EXERCISE REQUIREMENTS — Leave out the pictures, then output the lines of the records below from the first through the one containing "positive clicks: (251, 182) (245, 190)".

DATA EXTRACTS —
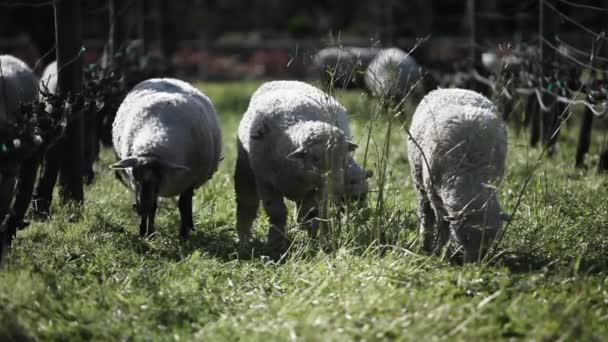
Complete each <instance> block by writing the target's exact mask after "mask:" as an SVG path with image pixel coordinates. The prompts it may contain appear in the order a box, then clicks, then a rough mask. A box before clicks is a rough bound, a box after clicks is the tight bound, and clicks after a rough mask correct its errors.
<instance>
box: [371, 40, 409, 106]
mask: <svg viewBox="0 0 608 342" xmlns="http://www.w3.org/2000/svg"><path fill="white" fill-rule="evenodd" d="M419 78H420V70H419V68H418V64H417V63H416V61H415V60H414V58H413V57H412V56H411V55H410V54H409V53H405V52H404V51H403V50H401V49H398V48H390V49H385V50H382V51H380V52H379V53H378V55H377V56H376V58H374V59H373V60H372V61H371V63H370V64H369V66H368V67H367V70H366V71H365V86H366V87H367V89H368V90H369V92H370V93H371V94H372V95H374V96H376V97H379V98H382V99H386V100H391V101H397V102H398V101H400V100H401V99H402V98H403V97H404V96H405V95H406V94H407V93H408V92H409V91H410V89H411V87H412V86H414V84H415V83H416V82H417V81H418V79H419Z"/></svg>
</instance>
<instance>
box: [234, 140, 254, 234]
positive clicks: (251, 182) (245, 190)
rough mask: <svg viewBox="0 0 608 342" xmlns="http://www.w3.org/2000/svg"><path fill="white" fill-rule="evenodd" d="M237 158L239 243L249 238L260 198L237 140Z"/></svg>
mask: <svg viewBox="0 0 608 342" xmlns="http://www.w3.org/2000/svg"><path fill="white" fill-rule="evenodd" d="M237 145H238V146H237V149H238V151H237V154H238V155H237V160H236V169H235V171H234V190H235V194H236V216H237V219H236V228H237V233H238V234H239V241H240V242H241V243H244V242H247V241H249V239H250V238H251V226H252V225H253V221H254V220H255V218H256V216H257V211H258V207H259V205H260V199H259V197H258V193H257V189H256V182H255V177H254V175H253V171H252V170H251V166H250V165H249V157H248V155H247V152H246V151H245V149H244V148H243V146H242V145H241V143H240V142H237Z"/></svg>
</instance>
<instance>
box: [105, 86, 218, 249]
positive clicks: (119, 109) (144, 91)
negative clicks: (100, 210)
mask: <svg viewBox="0 0 608 342" xmlns="http://www.w3.org/2000/svg"><path fill="white" fill-rule="evenodd" d="M112 141H113V144H114V151H115V152H116V155H117V157H118V158H119V159H120V161H118V162H117V163H115V164H113V165H112V166H111V167H112V168H113V169H116V170H121V176H122V177H125V176H126V177H125V178H126V182H127V183H129V185H130V188H131V189H132V190H134V192H135V204H134V208H135V209H136V210H137V212H138V213H139V215H140V216H141V222H140V228H139V229H140V230H139V232H140V235H150V234H152V233H153V232H154V215H155V212H156V206H157V198H158V197H159V196H160V197H173V196H177V195H179V200H178V206H179V211H180V216H181V224H180V237H182V238H186V237H187V236H188V234H189V231H190V230H191V229H193V226H194V223H193V220H192V196H193V193H194V189H197V188H198V187H200V186H201V185H203V184H204V183H205V182H206V181H207V180H209V179H210V178H211V176H212V175H213V174H214V173H215V172H216V171H217V168H218V165H219V162H220V158H221V156H220V155H221V149H222V133H221V130H220V125H219V119H218V115H217V113H216V111H215V108H214V107H213V104H212V102H211V100H210V99H209V98H208V97H207V96H205V95H204V94H202V93H201V92H200V91H198V90H197V89H196V88H194V87H192V86H191V85H189V84H187V83H186V82H183V81H180V80H176V79H169V78H162V79H149V80H147V81H144V82H141V83H139V84H138V85H136V86H135V87H134V88H133V90H131V91H130V92H129V94H128V95H127V97H126V98H125V100H124V101H123V102H122V104H121V105H120V107H119V109H118V112H117V114H116V119H115V120H114V124H113V126H112Z"/></svg>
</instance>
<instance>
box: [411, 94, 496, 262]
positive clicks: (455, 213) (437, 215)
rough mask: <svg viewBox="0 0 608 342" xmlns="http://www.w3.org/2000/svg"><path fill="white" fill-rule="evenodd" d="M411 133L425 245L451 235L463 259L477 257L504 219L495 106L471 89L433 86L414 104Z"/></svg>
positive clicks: (412, 156)
mask: <svg viewBox="0 0 608 342" xmlns="http://www.w3.org/2000/svg"><path fill="white" fill-rule="evenodd" d="M410 133H411V136H410V138H409V139H408V157H409V162H410V168H411V172H412V178H413V179H414V184H415V186H416V189H417V190H418V199H419V208H418V209H419V215H420V233H421V237H422V240H423V248H424V249H425V250H427V251H429V252H431V251H433V250H438V249H441V248H442V247H443V246H444V245H445V244H446V243H447V242H448V240H449V239H450V237H451V238H452V239H453V240H454V241H455V242H456V244H457V246H459V247H462V249H463V251H464V260H465V261H475V260H478V259H479V258H481V257H483V255H484V253H485V252H486V251H487V249H488V247H489V246H490V244H491V242H492V240H493V239H494V237H495V235H496V233H497V232H498V230H499V229H500V227H501V226H502V223H503V220H504V219H505V216H504V215H503V214H502V213H501V209H500V204H499V202H498V199H497V195H496V185H497V183H498V182H500V181H501V180H502V178H503V176H504V170H505V159H506V154H507V131H506V127H505V124H504V123H503V121H502V119H501V118H500V117H499V116H498V115H497V114H496V107H495V106H494V105H493V104H492V102H490V100H488V99H487V98H485V97H484V96H483V95H480V94H478V93H475V92H473V91H470V90H464V89H439V90H435V91H432V92H430V93H429V94H428V95H427V96H425V97H424V99H423V100H422V101H421V102H420V104H419V105H418V108H417V109H416V112H415V113H414V116H413V118H412V123H411V126H410Z"/></svg>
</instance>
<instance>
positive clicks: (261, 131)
mask: <svg viewBox="0 0 608 342" xmlns="http://www.w3.org/2000/svg"><path fill="white" fill-rule="evenodd" d="M269 131H270V126H268V123H266V122H263V123H262V127H260V128H259V129H258V130H257V131H255V132H253V133H251V135H250V137H251V139H253V140H262V139H264V136H265V135H266V134H268V132H269Z"/></svg>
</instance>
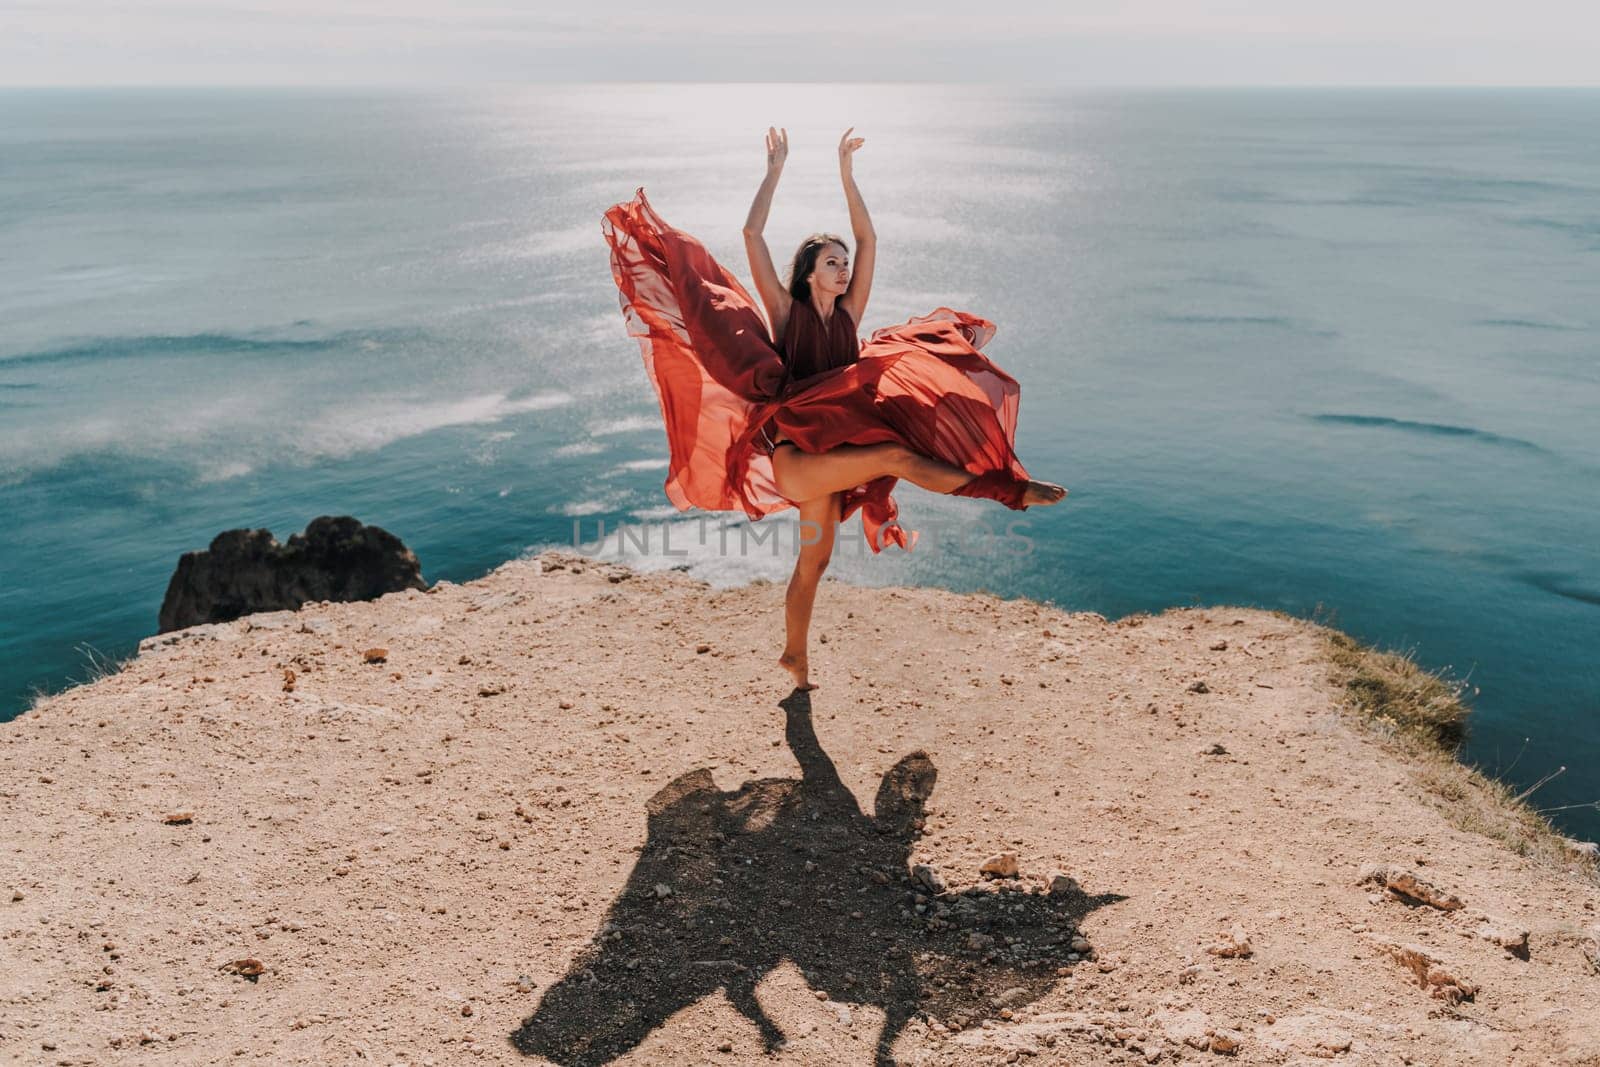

SOLUTION —
Complete each <instance> block by writing the target's exact mask after "mask:" as an SVG path with image pixel coordinates. The prompts it may contain appear in the order a box, then clicks, then a rough mask. A box before clicks is a rough bound, a box after clicks is the tight bound, and clicks after a rough mask correct its errors.
<instance>
box: [371, 40, 409, 106]
mask: <svg viewBox="0 0 608 342" xmlns="http://www.w3.org/2000/svg"><path fill="white" fill-rule="evenodd" d="M419 78H420V70H419V68H418V64H417V63H416V61H415V60H414V58H413V57H412V56H411V55H410V54H409V53H405V52H404V51H403V50H401V49H398V48H390V49H385V50H382V51H380V52H379V53H378V55H377V56H376V58H374V59H373V60H372V61H371V63H370V64H369V66H368V67H367V70H366V71H365V86H366V87H367V89H368V90H369V92H370V93H371V94H372V95H374V96H376V97H379V98H382V99H386V100H391V101H397V102H398V101H400V100H401V99H402V98H403V97H404V96H405V95H406V94H407V93H408V92H409V91H410V89H411V87H412V86H414V84H415V83H416V82H417V81H418V79H419Z"/></svg>
</instance>
<instance>
box: [234, 140, 254, 234]
positive clicks: (251, 182) (245, 190)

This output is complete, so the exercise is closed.